**Problem to work on:**
Output every record again so that it matches the original word for word.

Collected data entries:
>>>

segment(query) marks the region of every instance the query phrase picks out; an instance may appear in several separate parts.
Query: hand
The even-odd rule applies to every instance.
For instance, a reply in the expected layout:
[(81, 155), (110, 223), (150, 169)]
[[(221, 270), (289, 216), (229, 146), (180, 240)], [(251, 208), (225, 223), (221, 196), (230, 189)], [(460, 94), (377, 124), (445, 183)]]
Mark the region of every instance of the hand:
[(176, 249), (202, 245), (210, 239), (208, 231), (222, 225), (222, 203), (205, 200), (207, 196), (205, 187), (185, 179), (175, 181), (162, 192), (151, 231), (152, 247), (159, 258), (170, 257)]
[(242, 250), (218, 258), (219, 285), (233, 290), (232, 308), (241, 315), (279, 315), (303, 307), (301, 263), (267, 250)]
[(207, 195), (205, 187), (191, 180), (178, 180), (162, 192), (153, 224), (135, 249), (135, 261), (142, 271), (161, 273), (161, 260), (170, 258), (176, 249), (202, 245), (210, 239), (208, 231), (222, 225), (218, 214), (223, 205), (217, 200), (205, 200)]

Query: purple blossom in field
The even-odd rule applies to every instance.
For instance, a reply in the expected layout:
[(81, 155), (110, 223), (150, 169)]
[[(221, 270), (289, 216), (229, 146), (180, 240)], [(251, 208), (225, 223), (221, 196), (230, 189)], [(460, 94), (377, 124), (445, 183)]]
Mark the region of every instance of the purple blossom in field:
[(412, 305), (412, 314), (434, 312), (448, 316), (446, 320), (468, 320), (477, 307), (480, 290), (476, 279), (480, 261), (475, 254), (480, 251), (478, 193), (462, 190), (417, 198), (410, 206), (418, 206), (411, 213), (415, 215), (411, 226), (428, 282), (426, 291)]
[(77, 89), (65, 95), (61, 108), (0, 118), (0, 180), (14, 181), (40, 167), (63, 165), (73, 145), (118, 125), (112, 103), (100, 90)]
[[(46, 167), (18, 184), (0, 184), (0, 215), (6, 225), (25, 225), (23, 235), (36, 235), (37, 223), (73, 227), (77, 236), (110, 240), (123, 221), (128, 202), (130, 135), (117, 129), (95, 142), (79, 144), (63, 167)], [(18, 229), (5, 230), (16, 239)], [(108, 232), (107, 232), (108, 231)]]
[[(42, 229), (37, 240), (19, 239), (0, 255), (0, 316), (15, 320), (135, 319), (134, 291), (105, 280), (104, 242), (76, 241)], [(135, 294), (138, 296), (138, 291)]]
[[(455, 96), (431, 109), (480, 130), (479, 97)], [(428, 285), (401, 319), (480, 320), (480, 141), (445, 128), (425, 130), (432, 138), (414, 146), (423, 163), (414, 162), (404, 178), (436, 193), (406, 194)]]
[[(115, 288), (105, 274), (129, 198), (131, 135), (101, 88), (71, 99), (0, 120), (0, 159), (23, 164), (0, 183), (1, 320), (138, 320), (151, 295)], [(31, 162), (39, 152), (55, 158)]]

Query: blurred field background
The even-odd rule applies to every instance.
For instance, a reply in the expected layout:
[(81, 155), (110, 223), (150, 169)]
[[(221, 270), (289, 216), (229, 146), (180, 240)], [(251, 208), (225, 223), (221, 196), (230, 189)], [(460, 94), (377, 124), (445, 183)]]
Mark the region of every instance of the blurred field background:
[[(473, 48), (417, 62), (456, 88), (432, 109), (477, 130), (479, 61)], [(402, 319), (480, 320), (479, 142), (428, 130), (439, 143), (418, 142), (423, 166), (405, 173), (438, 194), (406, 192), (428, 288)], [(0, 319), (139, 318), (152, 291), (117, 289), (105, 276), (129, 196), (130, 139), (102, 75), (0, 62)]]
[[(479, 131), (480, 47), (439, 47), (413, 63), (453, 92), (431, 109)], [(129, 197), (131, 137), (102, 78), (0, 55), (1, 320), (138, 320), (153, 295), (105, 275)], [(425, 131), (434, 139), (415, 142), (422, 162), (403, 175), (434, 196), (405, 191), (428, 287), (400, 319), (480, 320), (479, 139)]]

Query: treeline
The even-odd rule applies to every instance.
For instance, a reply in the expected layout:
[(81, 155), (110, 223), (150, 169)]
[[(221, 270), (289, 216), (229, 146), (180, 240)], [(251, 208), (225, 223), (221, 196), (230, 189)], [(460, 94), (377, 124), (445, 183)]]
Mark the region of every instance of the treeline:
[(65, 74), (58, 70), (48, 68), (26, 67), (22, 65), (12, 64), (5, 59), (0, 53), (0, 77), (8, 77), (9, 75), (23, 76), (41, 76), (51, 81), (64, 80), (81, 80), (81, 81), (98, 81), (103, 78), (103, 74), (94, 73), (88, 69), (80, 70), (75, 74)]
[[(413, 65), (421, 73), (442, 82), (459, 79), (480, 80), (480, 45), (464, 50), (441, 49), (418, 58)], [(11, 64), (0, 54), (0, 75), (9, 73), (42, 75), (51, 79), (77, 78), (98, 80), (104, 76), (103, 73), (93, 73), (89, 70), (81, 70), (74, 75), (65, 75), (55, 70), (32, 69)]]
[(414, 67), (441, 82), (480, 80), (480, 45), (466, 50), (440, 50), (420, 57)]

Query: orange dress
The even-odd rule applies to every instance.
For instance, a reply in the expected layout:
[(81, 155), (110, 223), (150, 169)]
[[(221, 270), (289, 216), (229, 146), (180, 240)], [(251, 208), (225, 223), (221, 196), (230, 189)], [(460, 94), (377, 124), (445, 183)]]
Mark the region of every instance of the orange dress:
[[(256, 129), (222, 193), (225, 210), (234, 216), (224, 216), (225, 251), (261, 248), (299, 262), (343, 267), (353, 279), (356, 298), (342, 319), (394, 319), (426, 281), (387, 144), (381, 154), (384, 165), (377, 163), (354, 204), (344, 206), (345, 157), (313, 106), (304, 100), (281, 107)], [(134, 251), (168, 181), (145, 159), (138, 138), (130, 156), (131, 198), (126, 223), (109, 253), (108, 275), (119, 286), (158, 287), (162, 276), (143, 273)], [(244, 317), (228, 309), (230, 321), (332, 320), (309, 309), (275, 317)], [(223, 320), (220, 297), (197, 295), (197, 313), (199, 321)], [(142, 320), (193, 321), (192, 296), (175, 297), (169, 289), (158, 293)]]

<<<

**Finished task:**
segment(query) marks the region of every instance the query phrase picks out; an instance may appear in several separate parts.
Query: hand
The even-odd rule applies to every instance.
For instance, a reply in the expected layout:
[(81, 155), (110, 223), (150, 169)]
[[(221, 270), (289, 216), (229, 146), (180, 240)], [(251, 208), (225, 223), (221, 196), (230, 189)], [(460, 94), (377, 124), (445, 183)]]
Mark the region of every instance of the hand:
[(176, 249), (202, 245), (210, 239), (208, 231), (222, 225), (222, 203), (205, 200), (207, 196), (205, 187), (185, 179), (175, 181), (162, 192), (151, 231), (152, 247), (159, 258), (170, 257)]
[(242, 250), (218, 258), (219, 285), (233, 290), (232, 308), (241, 315), (279, 315), (303, 307), (301, 263), (267, 250)]
[(207, 195), (205, 187), (191, 180), (178, 180), (162, 192), (153, 224), (135, 249), (135, 261), (142, 271), (161, 273), (161, 260), (170, 258), (176, 249), (202, 245), (210, 239), (208, 231), (222, 225), (218, 214), (223, 205), (217, 200), (205, 200)]

Query: purple blossom in field
The even-odd rule applies to every instance.
For instance, a reply in the expected layout:
[(81, 155), (110, 223), (150, 169)]
[[(221, 270), (289, 216), (229, 146), (180, 240)], [(251, 208), (225, 223), (221, 196), (230, 189)], [(460, 94), (377, 124), (445, 183)]]
Mark the region of every instance of the purple blossom in field:
[(412, 305), (412, 314), (434, 312), (448, 316), (446, 320), (468, 320), (477, 307), (480, 290), (476, 279), (480, 261), (475, 254), (480, 251), (478, 193), (462, 190), (417, 198), (410, 206), (418, 206), (411, 213), (415, 215), (411, 226), (428, 282), (426, 291)]
[(77, 89), (65, 95), (61, 108), (0, 118), (0, 180), (14, 181), (40, 167), (63, 165), (73, 145), (118, 125), (112, 103), (100, 90)]
[[(46, 167), (18, 184), (0, 184), (0, 215), (6, 225), (25, 225), (23, 235), (36, 235), (37, 223), (73, 227), (77, 236), (110, 240), (123, 221), (128, 202), (130, 135), (117, 129), (95, 142), (79, 144), (63, 167)], [(18, 229), (5, 230), (16, 239)], [(108, 232), (107, 232), (108, 231)]]
[[(42, 229), (37, 240), (19, 239), (0, 255), (0, 316), (15, 320), (135, 319), (134, 291), (105, 280), (104, 242), (76, 241)], [(135, 294), (138, 296), (138, 291)]]
[[(455, 96), (431, 109), (480, 130), (479, 97)], [(428, 285), (401, 319), (480, 320), (480, 141), (445, 128), (425, 130), (432, 138), (414, 146), (423, 163), (414, 162), (404, 178), (436, 193), (406, 194)]]
[[(115, 288), (105, 274), (129, 198), (131, 135), (101, 88), (71, 99), (0, 120), (0, 159), (23, 164), (0, 183), (1, 320), (138, 320), (151, 295)], [(31, 162), (39, 152), (55, 158)]]

Query: blurred field background
The even-odd rule applies to every instance.
For instance, a reply in the expected layout:
[(81, 155), (110, 223), (150, 169)]
[[(221, 270), (289, 216), (229, 146), (180, 240)], [(251, 208), (225, 223), (221, 196), (230, 189)], [(460, 94), (377, 124), (445, 183)]]
Mark the region of every instance of the blurred field background:
[[(473, 48), (417, 62), (456, 88), (432, 109), (477, 130), (479, 61)], [(402, 319), (480, 320), (479, 142), (428, 130), (439, 143), (418, 142), (423, 166), (405, 173), (438, 194), (406, 192), (428, 288)], [(0, 319), (139, 318), (152, 291), (117, 289), (105, 276), (129, 196), (130, 139), (102, 75), (0, 62)]]
[[(479, 131), (480, 47), (439, 47), (413, 63), (453, 92), (431, 109)], [(129, 197), (131, 137), (102, 78), (0, 55), (1, 320), (138, 320), (153, 295), (105, 275)], [(425, 131), (434, 139), (415, 142), (422, 162), (403, 175), (434, 196), (405, 191), (428, 287), (400, 319), (480, 320), (479, 139)]]

Query: treeline
The even-odd rule applies to every instance.
For instance, a reply in the expected layout:
[(81, 155), (110, 223), (150, 169)]
[[(221, 270), (289, 216), (229, 146), (180, 240)], [(251, 208), (225, 223), (221, 196), (230, 189)], [(460, 94), (377, 124), (445, 183)]]
Mark the region of every instance of the treeline:
[(65, 74), (58, 70), (48, 68), (26, 67), (22, 65), (12, 64), (5, 59), (0, 53), (0, 77), (8, 77), (9, 75), (23, 76), (41, 76), (51, 81), (64, 80), (81, 80), (81, 81), (98, 81), (103, 78), (103, 74), (94, 73), (88, 69), (80, 70), (75, 74)]
[[(413, 65), (421, 73), (442, 82), (459, 79), (480, 80), (480, 45), (464, 50), (441, 49), (418, 58)], [(11, 64), (0, 54), (0, 75), (9, 73), (42, 75), (51, 79), (77, 78), (98, 80), (104, 76), (103, 73), (93, 73), (89, 70), (81, 70), (74, 75), (65, 75), (55, 70), (32, 69)]]
[(414, 67), (441, 82), (480, 80), (480, 45), (466, 50), (440, 50), (420, 57)]

Query: orange dress
The even-odd rule applies to every instance.
For instance, a reply in the expected layout:
[(81, 155), (110, 223), (150, 169)]
[[(221, 270), (289, 216), (229, 146), (180, 240)], [(251, 208), (225, 223), (221, 196), (230, 189)], [(460, 94), (377, 124), (445, 183)]]
Mark the region of every instance of the orange dress:
[[(256, 129), (222, 193), (225, 210), (234, 216), (224, 216), (225, 251), (261, 248), (299, 262), (343, 267), (353, 279), (356, 298), (342, 319), (394, 319), (426, 281), (387, 144), (381, 154), (384, 165), (377, 163), (354, 204), (344, 206), (345, 157), (313, 106), (304, 100), (281, 107)], [(134, 251), (168, 181), (145, 159), (138, 138), (130, 156), (131, 198), (126, 223), (109, 253), (108, 275), (119, 286), (158, 287), (162, 276), (143, 273)], [(244, 317), (228, 309), (230, 321), (332, 320), (309, 309), (275, 317)], [(223, 320), (220, 297), (197, 295), (197, 313), (199, 321)], [(142, 320), (193, 321), (192, 296), (175, 297), (169, 289), (158, 293)]]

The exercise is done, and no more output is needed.